### Written task 1
Set down, word for word, the portion of the EU news text starting at "They will vote" and ending at "the Sahel region.".

Poland tried and failed to veto Donald Tusk from staying on as European Council chief, causing a fiasco and triggering an anti-EU hate campaign in Polish state media.
The EU lawmakers will, in day-to-day business, vote on tightening up EU firearms laws on Tuesday.
They will vote on how to stop firms from fuelling war by buying rare minerals from conflict zones on Thursday and they will discuss how the EU should react to Trump’s decision to cut US aid for NGOs dealing with women’s health issues on Wednesday.
A law on company shareholders’ rights (Tuesday), a food standards bill (Wednesday), waste reduction legislation (Wednesday), and a non-binding resolution on how to protect the Arctic from oil firms (Thursday) also feature on the MEPs’ agenda.
EU foreign relations chief Federica Mogherini will meet with Algeria’s foreign minister in Brussels on Monday to discuss migration and the security situation in the Sahel region.

### Written task 2
Extract verbatim the lines of the records starting at the beginning of the records and ending at the line that contains "pixel 780 594", with both ends included. Leave the pictures out of your answer.

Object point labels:
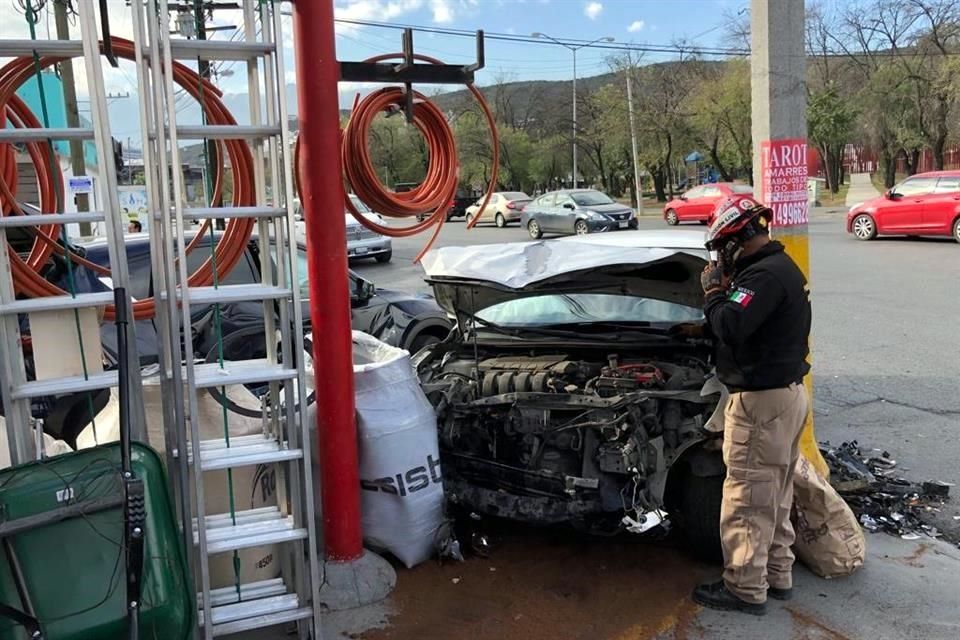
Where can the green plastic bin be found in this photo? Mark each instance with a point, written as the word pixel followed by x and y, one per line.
pixel 74 570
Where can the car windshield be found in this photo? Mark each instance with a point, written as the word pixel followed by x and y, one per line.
pixel 362 208
pixel 580 308
pixel 590 198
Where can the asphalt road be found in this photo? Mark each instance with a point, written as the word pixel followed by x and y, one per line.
pixel 885 357
pixel 886 373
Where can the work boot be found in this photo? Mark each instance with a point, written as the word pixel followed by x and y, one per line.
pixel 715 595
pixel 780 594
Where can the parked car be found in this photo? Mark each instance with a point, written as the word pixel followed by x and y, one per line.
pixel 399 319
pixel 566 392
pixel 458 206
pixel 577 211
pixel 927 204
pixel 697 204
pixel 504 207
pixel 361 241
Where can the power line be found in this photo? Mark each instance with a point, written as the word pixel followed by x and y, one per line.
pixel 507 37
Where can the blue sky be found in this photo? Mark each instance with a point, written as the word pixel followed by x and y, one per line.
pixel 640 21
pixel 660 22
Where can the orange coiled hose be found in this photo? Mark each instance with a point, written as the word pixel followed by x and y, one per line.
pixel 229 249
pixel 436 192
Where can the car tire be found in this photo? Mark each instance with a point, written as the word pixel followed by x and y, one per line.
pixel 863 227
pixel 700 508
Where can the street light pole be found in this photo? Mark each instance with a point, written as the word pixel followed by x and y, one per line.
pixel 574 49
pixel 574 118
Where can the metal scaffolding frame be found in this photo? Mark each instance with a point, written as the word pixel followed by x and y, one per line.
pixel 284 443
pixel 23 432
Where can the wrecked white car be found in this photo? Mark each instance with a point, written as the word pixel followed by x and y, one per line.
pixel 568 391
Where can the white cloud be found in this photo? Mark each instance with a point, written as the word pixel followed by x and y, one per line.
pixel 442 11
pixel 379 10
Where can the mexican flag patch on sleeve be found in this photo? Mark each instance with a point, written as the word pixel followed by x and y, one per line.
pixel 741 296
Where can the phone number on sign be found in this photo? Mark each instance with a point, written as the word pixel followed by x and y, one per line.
pixel 789 213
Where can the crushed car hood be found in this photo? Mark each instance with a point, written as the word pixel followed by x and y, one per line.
pixel 468 279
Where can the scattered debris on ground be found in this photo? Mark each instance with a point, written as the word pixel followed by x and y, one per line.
pixel 883 500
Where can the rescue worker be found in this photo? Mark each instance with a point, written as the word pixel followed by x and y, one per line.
pixel 757 308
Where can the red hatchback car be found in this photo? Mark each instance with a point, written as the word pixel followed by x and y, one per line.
pixel 697 204
pixel 927 204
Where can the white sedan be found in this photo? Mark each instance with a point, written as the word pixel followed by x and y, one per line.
pixel 504 207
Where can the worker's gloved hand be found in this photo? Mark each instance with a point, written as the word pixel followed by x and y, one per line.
pixel 712 279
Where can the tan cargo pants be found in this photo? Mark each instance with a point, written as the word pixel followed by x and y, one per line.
pixel 760 438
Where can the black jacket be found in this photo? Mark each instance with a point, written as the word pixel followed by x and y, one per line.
pixel 761 324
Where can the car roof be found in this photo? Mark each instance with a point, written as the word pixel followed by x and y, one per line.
pixel 647 239
pixel 954 173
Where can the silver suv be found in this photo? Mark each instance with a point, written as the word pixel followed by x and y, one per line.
pixel 361 242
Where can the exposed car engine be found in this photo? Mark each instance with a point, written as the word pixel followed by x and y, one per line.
pixel 567 437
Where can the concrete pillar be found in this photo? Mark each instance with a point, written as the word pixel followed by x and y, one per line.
pixel 778 70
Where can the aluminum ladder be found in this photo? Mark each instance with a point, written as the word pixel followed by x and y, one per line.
pixel 284 444
pixel 23 432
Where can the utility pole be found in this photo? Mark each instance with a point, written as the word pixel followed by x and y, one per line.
pixel 778 69
pixel 77 163
pixel 574 49
pixel 633 136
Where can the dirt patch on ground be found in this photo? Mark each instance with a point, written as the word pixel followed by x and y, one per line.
pixel 806 627
pixel 913 560
pixel 550 584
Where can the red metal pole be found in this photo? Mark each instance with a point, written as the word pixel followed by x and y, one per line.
pixel 317 75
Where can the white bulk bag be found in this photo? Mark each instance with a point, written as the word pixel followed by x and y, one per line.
pixel 400 479
pixel 829 538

### Expected output 1
They will vote on how to stop firms from fuelling war by buying rare minerals from conflict zones on Thursday and they will discuss how the EU should react to Trump’s decision to cut US aid for NGOs dealing with women’s health issues on Wednesday.
A law on company shareholders’ rights (Tuesday), a food standards bill (Wednesday), waste reduction legislation (Wednesday), and a non-binding resolution on how to protect the Arctic from oil firms (Thursday) also feature on the MEPs’ agenda.
EU foreign relations chief Federica Mogherini will meet with Algeria’s foreign minister in Brussels on Monday to discuss migration and the security situation in the Sahel region.

### Expected output 2
Where can the green plastic bin be found in this photo? Mark each instance with a point, written as the word pixel followed by x and y, one per line.
pixel 74 570
Where can the car windshield be found in this photo? Mark each instance with a point, written as the word pixel followed by x and y, one per line.
pixel 362 208
pixel 580 308
pixel 590 198
Where can the asphalt road be found in this photo? Mark each instance with a point, written as the word pixel followed by x and y, one per line.
pixel 885 357
pixel 886 373
Where can the work boot be found in this photo? Mark each instance with a point, written as the word pixel followed by x and y, one per line.
pixel 715 595
pixel 780 594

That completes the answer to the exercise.